> RECORDS PROVIDED
Content starts
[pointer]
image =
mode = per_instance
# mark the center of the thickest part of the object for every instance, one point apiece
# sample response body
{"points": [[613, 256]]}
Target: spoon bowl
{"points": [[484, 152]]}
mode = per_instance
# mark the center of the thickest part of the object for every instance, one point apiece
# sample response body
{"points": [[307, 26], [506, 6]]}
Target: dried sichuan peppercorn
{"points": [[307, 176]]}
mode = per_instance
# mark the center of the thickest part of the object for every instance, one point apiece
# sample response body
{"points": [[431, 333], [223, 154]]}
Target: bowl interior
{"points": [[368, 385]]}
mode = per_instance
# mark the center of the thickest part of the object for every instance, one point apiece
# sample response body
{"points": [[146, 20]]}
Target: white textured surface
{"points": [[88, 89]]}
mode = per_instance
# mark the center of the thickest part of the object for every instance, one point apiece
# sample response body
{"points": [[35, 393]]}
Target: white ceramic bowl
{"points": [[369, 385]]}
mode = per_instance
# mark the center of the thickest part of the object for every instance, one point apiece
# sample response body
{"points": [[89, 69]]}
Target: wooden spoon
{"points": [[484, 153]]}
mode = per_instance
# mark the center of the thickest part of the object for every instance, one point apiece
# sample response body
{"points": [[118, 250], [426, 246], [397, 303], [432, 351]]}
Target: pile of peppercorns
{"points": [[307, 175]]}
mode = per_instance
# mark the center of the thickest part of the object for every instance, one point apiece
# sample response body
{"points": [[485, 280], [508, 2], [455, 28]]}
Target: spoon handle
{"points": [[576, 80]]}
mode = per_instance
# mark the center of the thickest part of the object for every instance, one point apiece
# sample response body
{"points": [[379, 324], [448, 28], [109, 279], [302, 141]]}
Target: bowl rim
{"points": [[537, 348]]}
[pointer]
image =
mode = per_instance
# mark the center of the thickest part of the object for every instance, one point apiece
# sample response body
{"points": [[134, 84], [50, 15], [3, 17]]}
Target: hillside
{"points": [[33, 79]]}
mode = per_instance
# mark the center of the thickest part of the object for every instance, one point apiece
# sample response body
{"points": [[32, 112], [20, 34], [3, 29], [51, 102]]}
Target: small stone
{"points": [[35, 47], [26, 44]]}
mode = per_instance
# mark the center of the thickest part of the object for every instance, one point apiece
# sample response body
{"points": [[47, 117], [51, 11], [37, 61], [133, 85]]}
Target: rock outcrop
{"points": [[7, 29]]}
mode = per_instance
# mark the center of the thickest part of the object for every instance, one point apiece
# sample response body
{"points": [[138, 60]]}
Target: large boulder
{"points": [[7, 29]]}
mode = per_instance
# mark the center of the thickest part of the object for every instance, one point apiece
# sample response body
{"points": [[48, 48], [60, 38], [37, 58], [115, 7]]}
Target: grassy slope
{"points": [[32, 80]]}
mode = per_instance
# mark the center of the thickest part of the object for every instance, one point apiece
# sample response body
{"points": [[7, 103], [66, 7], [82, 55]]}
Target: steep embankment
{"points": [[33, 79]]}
Content ends
> WORK ITEM
Set down every entry again, word for word.

> COMPLETED EXERCISE
[pointer]
image =
mode = per_instance
# mark the center of the thickest part of the object for every instance, one point apiece
# sample response body
{"points": [[613, 256]]}
Target: spoon bowl
{"points": [[484, 152]]}
mode = per_instance
# mark the center of the thickest part of the object for every instance, one point apiece
# sample response body
{"points": [[307, 26], [506, 6]]}
Target: dried sichuan peppercorn
{"points": [[307, 176]]}
mode = per_instance
# mark the center of the thickest part of the object for every instance, one point apiece
# sample response body
{"points": [[431, 333], [223, 154]]}
Target: bowl interior
{"points": [[368, 385]]}
mode = per_instance
# mark the center of the thickest part of the object for every instance, one point apiece
# sample response body
{"points": [[146, 20]]}
Target: white textured surface
{"points": [[88, 89]]}
mode = per_instance
# mark the center of the thickest part of the object for every instance, one point apiece
# sample response body
{"points": [[35, 393]]}
Target: white ceramic bowl
{"points": [[369, 385]]}
mode = per_instance
# mark the center of the thickest part of the object for every instance, one point apiece
# sample response body
{"points": [[89, 69]]}
Target: wooden spoon
{"points": [[484, 153]]}
mode = per_instance
# mark the center of the thickest part of the object for every instance, one point apiece
# sample response body
{"points": [[118, 250], [426, 246], [397, 303], [432, 351]]}
Target: pile of peppercorns
{"points": [[307, 175]]}
mode = per_instance
# mark the center of the thickest part of the object for every instance, one point apiece
# sample response body
{"points": [[485, 280], [508, 2], [455, 28]]}
Target: spoon handle
{"points": [[576, 80]]}
mode = per_instance
# mark the center of the thickest part of the object for every instance, one point apiece
# sample response body
{"points": [[379, 324], [448, 28], [109, 279], [302, 141]]}
Target: bowl rim
{"points": [[537, 348]]}
[pointer]
image =
mode = per_instance
# mark the center of the thickest part of the object for every instance, one point apiece
# sample response body
{"points": [[134, 84], [50, 15], [3, 17]]}
Target: hillside
{"points": [[33, 79]]}
mode = per_instance
# mark the center of the thickest part of the object for every instance, one point apiece
# sample response body
{"points": [[32, 112], [20, 34], [3, 29], [51, 102]]}
Target: small stone
{"points": [[35, 47], [26, 44]]}
mode = per_instance
# mark the center of the thickest part of the object for every instance, one point apiece
# sample response body
{"points": [[47, 117], [51, 11], [37, 61], [133, 85]]}
Target: rock outcrop
{"points": [[7, 29]]}
mode = per_instance
# mark the center of the thickest part of the object for every instance, one point apiece
# sample response body
{"points": [[138, 60]]}
Target: large boulder
{"points": [[7, 29]]}
mode = per_instance
# mark the center of the thickest part of the object for every instance, one point apiece
# sample response body
{"points": [[48, 48], [60, 38], [37, 58], [115, 7]]}
Target: grassy slope
{"points": [[32, 80]]}
mode = per_instance
# mark the center of the thickest part of the object for every instance, one point apiece
# sample response body
{"points": [[7, 103], [66, 7], [82, 55]]}
Target: steep embankment
{"points": [[33, 79]]}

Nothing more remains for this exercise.